> PROVIDED TEXT
....................
Yes, it’s a special-edition McLaren. Another one. But stand by—you might like this one. This is the McLaren 720S Le Mans.
Seems odd, right? The world’s most famous 24-hour race was canceled this year, amid the coronavirus crisis. And even if it had gone ahead, McLaren wasn’t planning on entering. So what right has McLaren to go slapping ‘Le Mans’ branded plaques on its 711hp supercar?
Answer: history. It’s now a quarter of a century since McLaren pulled off one of the all-time greatest shocks in motorsport folklore. It prepared a handful of McLaren F1s for endurance racing at the behest of wealthy, competition-hungry customers—and the F1 GTR won. Not just its class, either. It won the whole flipping race.
Even in the closing hours of the 1995 24 Hours of Le Mans, it seemed unlikely. Yes, it had been a very wet race, which brought the pace of the field down, and caused lots of accidents. Sure, engine issued dogged the GT1 prototypes. But the F1 GTR was basically a road car, designed using Gordon Murray’s Formula 1 know-how, but never supposed to race. It had space for three and big luggage lockers.
And yet at 3pm on June 18, 1995, the #59 F1 crossed the line one lap ahead of a hard-charging French prototype. F1s also finished third, fourth, and fifth, having dominated the race in appalling conditions. Because the winning car completed 298 laps, all the 720S Le Mans editions will have a VIN starting ‘298.’
Most of the mods are quite subtle, really. There’s a standard-fit roof scoop and vents above the front wheels, like in the F1 GTR. You get ‘Le Mans 25’ badges and carbon-fiber racing seats. The most noticeable change are the wheels—they’re simple five-spoke rims that echo the design worn by all the F1 GTRs that raced at La Sarthe 25 years ago.
....................
> DATA FOR REVIEW
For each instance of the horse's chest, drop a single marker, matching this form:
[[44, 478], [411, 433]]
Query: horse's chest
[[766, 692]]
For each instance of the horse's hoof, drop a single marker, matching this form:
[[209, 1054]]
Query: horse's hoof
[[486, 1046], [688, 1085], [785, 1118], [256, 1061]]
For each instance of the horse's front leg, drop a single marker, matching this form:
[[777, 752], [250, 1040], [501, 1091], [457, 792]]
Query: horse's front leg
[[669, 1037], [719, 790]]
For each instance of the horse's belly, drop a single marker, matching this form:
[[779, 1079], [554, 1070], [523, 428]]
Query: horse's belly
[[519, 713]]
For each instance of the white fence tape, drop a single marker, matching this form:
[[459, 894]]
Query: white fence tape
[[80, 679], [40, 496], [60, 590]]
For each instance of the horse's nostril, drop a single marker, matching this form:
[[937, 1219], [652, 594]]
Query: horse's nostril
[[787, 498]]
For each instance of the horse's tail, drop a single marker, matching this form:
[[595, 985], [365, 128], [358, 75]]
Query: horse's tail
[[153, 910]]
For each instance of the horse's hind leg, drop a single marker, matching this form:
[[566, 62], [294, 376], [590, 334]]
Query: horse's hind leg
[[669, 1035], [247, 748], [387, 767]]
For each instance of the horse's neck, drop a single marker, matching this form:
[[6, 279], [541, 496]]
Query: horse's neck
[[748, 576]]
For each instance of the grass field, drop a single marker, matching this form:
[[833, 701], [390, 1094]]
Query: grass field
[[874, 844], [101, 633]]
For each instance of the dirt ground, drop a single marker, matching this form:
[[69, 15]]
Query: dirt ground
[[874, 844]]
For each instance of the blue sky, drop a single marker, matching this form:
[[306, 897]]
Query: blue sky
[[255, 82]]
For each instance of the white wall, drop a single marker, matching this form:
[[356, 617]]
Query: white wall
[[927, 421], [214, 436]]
....................
> YOUR ASSIGNMENT
In the text on the McLaren 720S Le Mans, what number does the VIN of every 720S Le Mans edition start with?

> EXERCISE RESPONSE
298